## Start Extracted entries

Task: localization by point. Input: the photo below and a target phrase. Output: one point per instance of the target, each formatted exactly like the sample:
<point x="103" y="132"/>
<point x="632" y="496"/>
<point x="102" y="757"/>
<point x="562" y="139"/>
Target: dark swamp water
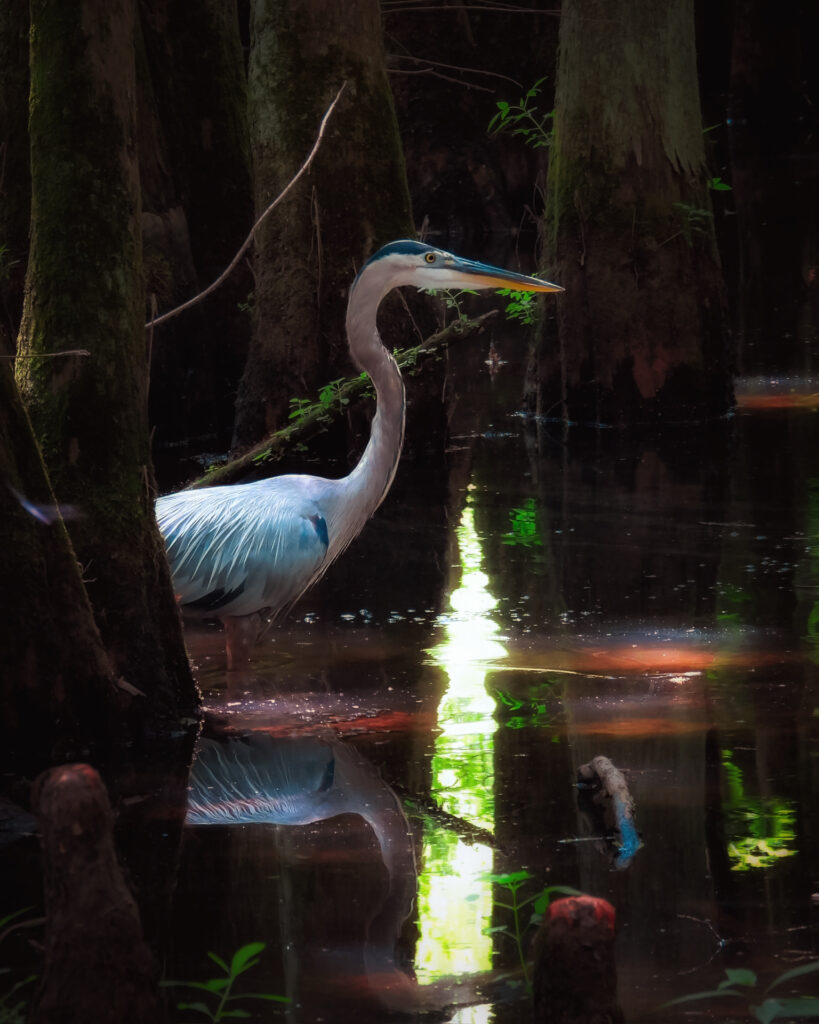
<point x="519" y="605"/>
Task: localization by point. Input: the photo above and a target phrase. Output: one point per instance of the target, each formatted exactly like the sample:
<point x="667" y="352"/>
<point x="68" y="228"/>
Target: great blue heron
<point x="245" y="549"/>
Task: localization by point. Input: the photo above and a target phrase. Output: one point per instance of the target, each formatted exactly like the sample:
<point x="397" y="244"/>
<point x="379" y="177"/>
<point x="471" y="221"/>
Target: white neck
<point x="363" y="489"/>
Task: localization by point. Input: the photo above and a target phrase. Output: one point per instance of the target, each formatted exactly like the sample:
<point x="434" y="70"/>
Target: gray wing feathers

## End Extracted entries
## Start Extracted entries

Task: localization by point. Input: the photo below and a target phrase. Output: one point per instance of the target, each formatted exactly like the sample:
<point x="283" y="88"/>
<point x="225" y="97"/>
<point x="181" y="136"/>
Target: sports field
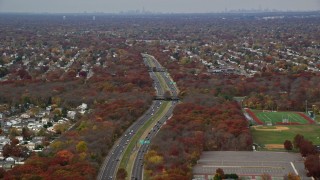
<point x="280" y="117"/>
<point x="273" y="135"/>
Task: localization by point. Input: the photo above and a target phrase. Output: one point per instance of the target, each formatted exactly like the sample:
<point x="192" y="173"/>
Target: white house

## End Extracted entries
## Start Extracted entries

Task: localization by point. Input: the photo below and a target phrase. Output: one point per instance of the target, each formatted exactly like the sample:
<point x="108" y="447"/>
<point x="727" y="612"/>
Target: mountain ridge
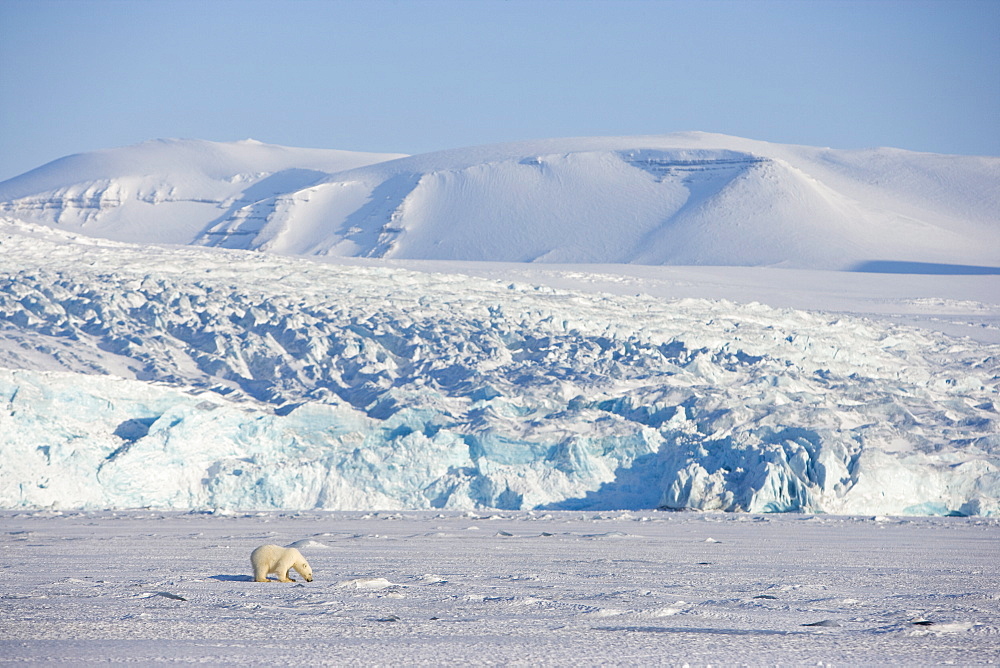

## End Extracted entries

▶ **Directions for this task**
Report each line of the material that contains the word "white", copying every such line in full.

▶ **Expected output**
Target: white neck
Target: white house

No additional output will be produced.